>> Begin

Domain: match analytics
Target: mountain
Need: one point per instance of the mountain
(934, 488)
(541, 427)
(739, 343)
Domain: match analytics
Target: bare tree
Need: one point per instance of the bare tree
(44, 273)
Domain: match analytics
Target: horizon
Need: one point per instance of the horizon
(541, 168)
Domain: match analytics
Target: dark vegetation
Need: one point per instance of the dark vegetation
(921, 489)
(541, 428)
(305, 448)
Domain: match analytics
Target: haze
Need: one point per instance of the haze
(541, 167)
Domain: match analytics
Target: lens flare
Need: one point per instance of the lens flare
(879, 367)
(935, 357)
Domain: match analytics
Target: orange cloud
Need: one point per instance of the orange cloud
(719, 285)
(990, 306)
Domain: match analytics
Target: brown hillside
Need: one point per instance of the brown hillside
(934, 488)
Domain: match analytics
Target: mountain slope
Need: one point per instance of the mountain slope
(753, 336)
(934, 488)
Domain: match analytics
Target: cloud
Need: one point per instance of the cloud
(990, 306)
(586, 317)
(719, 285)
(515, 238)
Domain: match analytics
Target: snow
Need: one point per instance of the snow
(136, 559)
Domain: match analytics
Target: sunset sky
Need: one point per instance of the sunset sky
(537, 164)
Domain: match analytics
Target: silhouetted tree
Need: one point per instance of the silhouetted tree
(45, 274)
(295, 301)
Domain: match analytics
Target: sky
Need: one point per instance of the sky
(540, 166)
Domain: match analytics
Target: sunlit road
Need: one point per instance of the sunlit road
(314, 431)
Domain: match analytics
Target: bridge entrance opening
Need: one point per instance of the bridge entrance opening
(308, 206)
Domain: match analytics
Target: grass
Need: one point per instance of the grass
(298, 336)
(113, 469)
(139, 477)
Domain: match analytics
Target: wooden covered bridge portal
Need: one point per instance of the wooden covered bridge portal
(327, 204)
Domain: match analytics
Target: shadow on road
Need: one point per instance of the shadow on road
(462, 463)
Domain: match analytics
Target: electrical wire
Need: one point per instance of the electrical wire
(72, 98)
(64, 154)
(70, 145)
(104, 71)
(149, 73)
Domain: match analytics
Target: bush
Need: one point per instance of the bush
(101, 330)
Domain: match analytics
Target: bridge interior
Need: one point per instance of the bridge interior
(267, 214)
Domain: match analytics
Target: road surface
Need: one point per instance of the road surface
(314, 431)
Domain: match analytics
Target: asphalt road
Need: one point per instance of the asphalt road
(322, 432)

>> End

DIRECTIVE
Faithfully copy every entry, leaving nothing out.

ANSWER TO THE PROBLEM
Domain: match analytics
Target: mountain
Need: one point per instance of the mountain
(934, 488)
(541, 427)
(739, 343)
Domain: match analytics
Target: bare tree
Need: one point per instance of the bare tree
(44, 273)
Domain: match analytics
Target: horizon
Need: one point per instance of the horizon
(541, 168)
Domain: match analytics
Target: dark vegetation
Need: one point per instance of the dark vegetation
(921, 489)
(541, 428)
(305, 448)
Domain: match analytics
Target: haze
Need: one point per instance of the haze
(541, 167)
Domain: match analytics
Target: lens flare
Need: one point per instance of the lens flare
(879, 367)
(935, 357)
Domain: match analytics
Target: orange cloud
Need: one point per instance of the orange cloud
(719, 285)
(990, 306)
Domain: match analytics
Target: brown hillside
Need: one point per instance of the brown hillside
(934, 488)
Domain: match analytics
Target: mountain slope
Need: one point per instance of the mountain slope
(753, 336)
(934, 488)
Domain: match analytics
Target: cloud
Need: one point per instance of the cloud
(990, 306)
(586, 317)
(719, 285)
(515, 238)
Domain: match analytics
Target: snow
Need: one point per instance of the snow
(136, 559)
Domain: match analytics
Target: sunset sky
Need: one point per instance of the sunset sky
(537, 164)
Domain: match analytics
Target: silhouetted tree
Need: one point per instance of the silhouetted tree
(45, 274)
(295, 301)
Domain: match analytics
Target: sky
Need: one point per instance of the sky
(540, 166)
Domain: match analytics
Target: sunlit road
Need: one point per instance of the sunlit road
(314, 431)
Domain: match analytics
Target: bridge entrance opening
Need: one point per instance of the bridge entrance opening
(308, 206)
Domain: match analytics
Target: grass
Need: one point per instance of the grass
(298, 336)
(113, 469)
(139, 477)
Domain: match analytics
Target: wooden covered bridge portal
Need: one point per instance of the wooden covered bridge portal
(327, 204)
Domain: match analytics
Target: shadow on road
Need: one point per instance of the shadow on road
(462, 463)
Domain: match analytics
Target: electrical wire
Need: one point per instance of the electrical wire
(72, 98)
(64, 154)
(70, 145)
(104, 71)
(149, 73)
Domain: match analytics
Target: bush
Need: one point per instance of the bush
(101, 330)
Domain: match analytics
Target: bridge interior
Need: one point per instance of the bridge interior
(267, 214)
Domain: match analytics
Target: road surface
Need: one point per instance of the road surface
(314, 431)
Domain: match analytics
Target: asphalt road
Need: one point per instance of the asphalt road
(322, 432)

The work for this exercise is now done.